TASK PROMPT
Rewrite each line of the data below as a numbered list, skipping any blank lines and leaving the pictures out.
____ ENTRIES
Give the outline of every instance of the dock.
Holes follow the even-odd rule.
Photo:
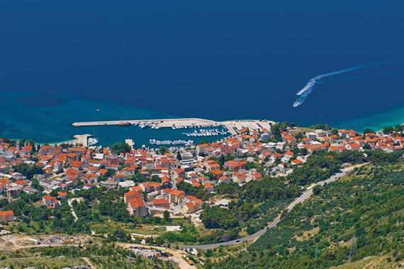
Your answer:
[[[237,130],[243,128],[249,130],[271,130],[271,125],[276,122],[267,120],[237,120],[227,121],[215,121],[201,118],[177,118],[177,119],[145,119],[125,120],[101,120],[94,122],[79,122],[72,124],[74,127],[106,126],[106,125],[144,125],[154,129],[159,128],[188,128],[225,127],[232,135],[236,135]]]
[[[145,124],[149,126],[155,126],[161,128],[172,127],[208,127],[220,126],[222,124],[219,122],[199,118],[179,118],[179,119],[147,119],[147,120],[101,120],[94,122],[74,122],[73,126],[102,126],[102,125],[142,125]]]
________
COMPLETE RESPONSE
1. Give the outline of every instance of the dock.
2. Holes follow the even-odd rule.
3. Photo:
4. Your answer:
5. [[[237,130],[243,128],[249,130],[271,130],[271,125],[276,122],[267,120],[237,120],[227,121],[215,121],[201,118],[177,118],[177,119],[145,119],[125,120],[101,120],[94,122],[79,122],[72,124],[74,127],[106,126],[106,125],[144,125],[154,129],[159,128],[188,128],[225,127],[232,135],[236,135]]]
6. [[[145,124],[149,126],[155,126],[161,128],[172,127],[208,127],[220,126],[222,124],[219,122],[199,118],[179,118],[179,119],[147,119],[147,120],[101,120],[94,122],[74,122],[73,126],[102,126],[102,125],[142,125]]]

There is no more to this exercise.